Until 1984 I had spent all my life in the Kathmandu Valley, first attending St Xavier’s School (Jawalakhel) and then immersing myself in all kinds of extracurricular activities under the banner of GAA (Godavari Alumni Association). Then I had gone to four years of college in the greater Boston area (Brandeis University) and then off to graduate school in Philadelphia. I had very little idea of what exactly my professor was talking about. The social networks that he thought were an impediment to academic work were the exact ones that sustained my Kathmandu childhood. There was one nakhatya or bhoj after another hosted by one of the 1,000 plus relatives I had from both my father’s and mother’s family sides. Those bhoj and the utpatyangs I did during them were the exact source of my happiness during those fun years (my right hand carries a scar as a reminder of the jumping competition held in my mamaghar where I jumped from my grandfather’s bed straight through a cupboard with a glass front). They were also the occasions during which I learned my first lessons on how to be a guffadi. Having not lived in Kathmandu or any other South Asian city as a full-time academic researcher until then, I thought what my professor was suggesting was strange, if not outright wrong.
In early 1992, after having passed my doctoral qualifying exams and had become, in the parlance of American academia, an ABD (all but dissertation), I returned to Nepal to research the cultural history of Nepali nationalism as focused on what I later called the “politics of bravery” (the title of my PhD dissertation). During the year 1992, I did not accomplish much in terms of research. Some work at the archives in Kathmandu and some oral historical work in central Nepal were all that I got done. However I did buy and read a lot of published writings in Nepali. While in Kathmandu, I took part in the Mangalbare discussions organised primarily by Bikas Pandey (this series is the forerunner to today’s Martin Chautari although at that time, I had no idea that what I was participating in then would consume so much of my life in later years). But getting to do research and writing was not easy. After seven and half years of intensive course work in two very demanding universities in the US, I guess I felt like I needed to relax a bit. But it was not only personal lethargy that slowed me down. There was more going on but I could not put my finger on it.

■ EXTRACTED INFORMATION:
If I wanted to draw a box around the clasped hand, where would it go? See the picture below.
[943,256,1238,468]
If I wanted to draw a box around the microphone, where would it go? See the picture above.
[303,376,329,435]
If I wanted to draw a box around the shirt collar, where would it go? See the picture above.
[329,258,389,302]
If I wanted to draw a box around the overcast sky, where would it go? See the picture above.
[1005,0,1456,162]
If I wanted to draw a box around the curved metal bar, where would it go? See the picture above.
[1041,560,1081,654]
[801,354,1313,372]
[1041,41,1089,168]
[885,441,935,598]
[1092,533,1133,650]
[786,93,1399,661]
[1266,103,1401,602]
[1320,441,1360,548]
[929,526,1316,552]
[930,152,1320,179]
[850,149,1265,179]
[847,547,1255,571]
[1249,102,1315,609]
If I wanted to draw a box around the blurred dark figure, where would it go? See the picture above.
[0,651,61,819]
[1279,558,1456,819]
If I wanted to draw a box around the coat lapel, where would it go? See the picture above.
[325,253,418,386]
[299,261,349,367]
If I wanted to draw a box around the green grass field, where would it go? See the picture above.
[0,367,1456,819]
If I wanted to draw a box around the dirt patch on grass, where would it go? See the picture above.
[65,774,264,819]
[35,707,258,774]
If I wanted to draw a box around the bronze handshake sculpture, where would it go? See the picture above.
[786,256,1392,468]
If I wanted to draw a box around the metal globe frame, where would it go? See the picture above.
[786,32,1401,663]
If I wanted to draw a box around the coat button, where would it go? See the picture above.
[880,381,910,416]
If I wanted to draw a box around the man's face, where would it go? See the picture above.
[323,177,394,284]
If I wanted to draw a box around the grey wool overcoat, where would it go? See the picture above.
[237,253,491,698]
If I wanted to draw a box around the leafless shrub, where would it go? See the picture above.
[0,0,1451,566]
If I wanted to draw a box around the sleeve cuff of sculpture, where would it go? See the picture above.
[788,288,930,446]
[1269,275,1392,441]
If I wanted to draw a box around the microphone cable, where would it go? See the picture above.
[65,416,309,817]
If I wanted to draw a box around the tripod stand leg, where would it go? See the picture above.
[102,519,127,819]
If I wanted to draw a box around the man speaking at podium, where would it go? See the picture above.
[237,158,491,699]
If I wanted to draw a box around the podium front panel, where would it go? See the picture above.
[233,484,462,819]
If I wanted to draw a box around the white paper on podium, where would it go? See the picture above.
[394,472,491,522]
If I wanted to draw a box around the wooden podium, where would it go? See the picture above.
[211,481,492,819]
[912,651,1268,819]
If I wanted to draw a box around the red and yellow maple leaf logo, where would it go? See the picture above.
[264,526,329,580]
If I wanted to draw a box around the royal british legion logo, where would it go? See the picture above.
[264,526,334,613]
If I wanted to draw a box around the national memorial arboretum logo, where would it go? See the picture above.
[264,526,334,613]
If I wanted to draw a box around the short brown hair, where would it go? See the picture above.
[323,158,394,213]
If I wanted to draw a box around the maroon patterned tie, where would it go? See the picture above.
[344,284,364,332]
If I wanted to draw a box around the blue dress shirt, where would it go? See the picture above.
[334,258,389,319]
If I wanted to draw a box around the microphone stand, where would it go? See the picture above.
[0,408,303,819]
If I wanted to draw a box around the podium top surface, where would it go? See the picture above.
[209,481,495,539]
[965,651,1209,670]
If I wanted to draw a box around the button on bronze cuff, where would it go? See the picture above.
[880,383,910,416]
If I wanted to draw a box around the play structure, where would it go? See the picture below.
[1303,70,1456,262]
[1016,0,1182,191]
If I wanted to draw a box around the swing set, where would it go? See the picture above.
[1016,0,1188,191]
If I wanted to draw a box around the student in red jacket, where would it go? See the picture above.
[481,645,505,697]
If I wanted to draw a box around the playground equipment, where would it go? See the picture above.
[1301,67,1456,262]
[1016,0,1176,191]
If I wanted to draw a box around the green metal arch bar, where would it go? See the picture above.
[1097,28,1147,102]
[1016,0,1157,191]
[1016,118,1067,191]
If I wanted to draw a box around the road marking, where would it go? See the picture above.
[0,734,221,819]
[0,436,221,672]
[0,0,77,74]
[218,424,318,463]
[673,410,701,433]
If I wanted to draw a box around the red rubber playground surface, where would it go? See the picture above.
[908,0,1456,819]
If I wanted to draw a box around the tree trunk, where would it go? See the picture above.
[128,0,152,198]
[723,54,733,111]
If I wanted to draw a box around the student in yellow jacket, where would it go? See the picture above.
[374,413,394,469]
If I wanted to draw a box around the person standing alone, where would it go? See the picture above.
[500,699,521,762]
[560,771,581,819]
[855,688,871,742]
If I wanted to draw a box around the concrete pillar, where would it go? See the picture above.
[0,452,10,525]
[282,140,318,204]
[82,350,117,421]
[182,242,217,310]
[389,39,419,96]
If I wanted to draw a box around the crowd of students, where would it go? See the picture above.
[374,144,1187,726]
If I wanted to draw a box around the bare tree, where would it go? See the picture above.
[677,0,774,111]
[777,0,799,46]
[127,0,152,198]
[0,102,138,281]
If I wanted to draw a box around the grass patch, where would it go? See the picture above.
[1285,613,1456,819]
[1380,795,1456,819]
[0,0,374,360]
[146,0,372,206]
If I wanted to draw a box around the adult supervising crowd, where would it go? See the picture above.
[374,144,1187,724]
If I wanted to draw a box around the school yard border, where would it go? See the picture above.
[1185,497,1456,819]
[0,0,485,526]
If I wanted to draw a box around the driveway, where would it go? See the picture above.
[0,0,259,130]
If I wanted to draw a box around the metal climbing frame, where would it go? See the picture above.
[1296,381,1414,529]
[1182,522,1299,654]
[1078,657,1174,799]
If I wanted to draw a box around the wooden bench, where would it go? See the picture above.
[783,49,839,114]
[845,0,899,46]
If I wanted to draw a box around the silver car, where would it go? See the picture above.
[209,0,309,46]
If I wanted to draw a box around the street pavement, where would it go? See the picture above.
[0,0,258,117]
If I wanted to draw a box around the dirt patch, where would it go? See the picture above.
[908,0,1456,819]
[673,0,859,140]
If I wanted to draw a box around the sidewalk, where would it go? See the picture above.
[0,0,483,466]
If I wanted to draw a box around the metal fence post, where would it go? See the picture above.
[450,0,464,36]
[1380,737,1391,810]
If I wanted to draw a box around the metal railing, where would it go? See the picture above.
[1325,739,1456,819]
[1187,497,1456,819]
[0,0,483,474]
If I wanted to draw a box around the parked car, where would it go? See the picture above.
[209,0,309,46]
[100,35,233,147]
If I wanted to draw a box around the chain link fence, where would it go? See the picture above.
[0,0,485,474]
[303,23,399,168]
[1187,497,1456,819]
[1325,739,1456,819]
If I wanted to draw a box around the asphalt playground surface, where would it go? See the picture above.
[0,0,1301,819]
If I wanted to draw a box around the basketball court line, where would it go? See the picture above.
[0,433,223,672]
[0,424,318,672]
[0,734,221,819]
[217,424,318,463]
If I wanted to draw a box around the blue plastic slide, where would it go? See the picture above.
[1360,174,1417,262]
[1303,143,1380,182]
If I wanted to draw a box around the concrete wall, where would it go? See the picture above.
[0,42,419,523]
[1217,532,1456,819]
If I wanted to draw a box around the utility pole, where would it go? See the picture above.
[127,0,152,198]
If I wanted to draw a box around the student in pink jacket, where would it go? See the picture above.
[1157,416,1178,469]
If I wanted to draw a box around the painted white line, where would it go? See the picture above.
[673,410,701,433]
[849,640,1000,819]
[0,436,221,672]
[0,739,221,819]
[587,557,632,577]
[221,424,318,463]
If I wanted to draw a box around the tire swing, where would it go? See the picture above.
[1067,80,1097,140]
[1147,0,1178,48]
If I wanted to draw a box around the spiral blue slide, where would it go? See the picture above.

■ GOAL 1: Decide whether each statement agrees with the passage on research in Kathmandu, answering yes or no and quoting the deciding words of that passage. (a) The writer returned to Nepal in early 1992 to research the cultural history of Nepali nationalism. (b) The writer spent four years of college in Philadelphia. (c) The Mangalbare discussions were organised primarily by Bikas Pandey.
■ GOAL 2: In the records, change "draw a box around" to "outline" throughout the stretch from the line containing "metal railing, where" through the line containing "[1303,143,1380,182]", and return only those lines with nothing else altered.

■ COMPLETE OUTPUT 1:
(a) Yes: "I returned to Nepal to research the cultural history of Nepali nationalism"
(b) No: "Then I had gone to four years of college in the greater Boston area (Brandeis University) and then off to graduate school in Philadelphia."
(c) Yes: "organised primarily by Bikas Pandey"

■ COMPLETE OUTPUT 2:
If I wanted to outline the metal railing, where would it go? See the picture above.
[1325,739,1456,819]
[1187,497,1456,819]
[0,0,483,474]
If I wanted to outline the parked car, where would it go? See the picture above.
[209,0,309,46]
[100,35,233,147]
If I wanted to outline the chain link fence, where would it go? See the picture above.
[0,0,485,474]
[303,23,399,168]
[1187,497,1456,819]
[1325,739,1456,819]
If I wanted to outline the asphalt playground surface, where would it go? See the picture above.
[0,0,1301,819]
If I wanted to outline the basketball court line, where would it go? See the picture above.
[0,433,223,672]
[0,424,318,672]
[0,734,221,819]
[217,424,318,463]
If I wanted to outline the blue plastic slide, where would it go? See the picture above.
[1360,174,1417,262]
[1303,143,1380,182]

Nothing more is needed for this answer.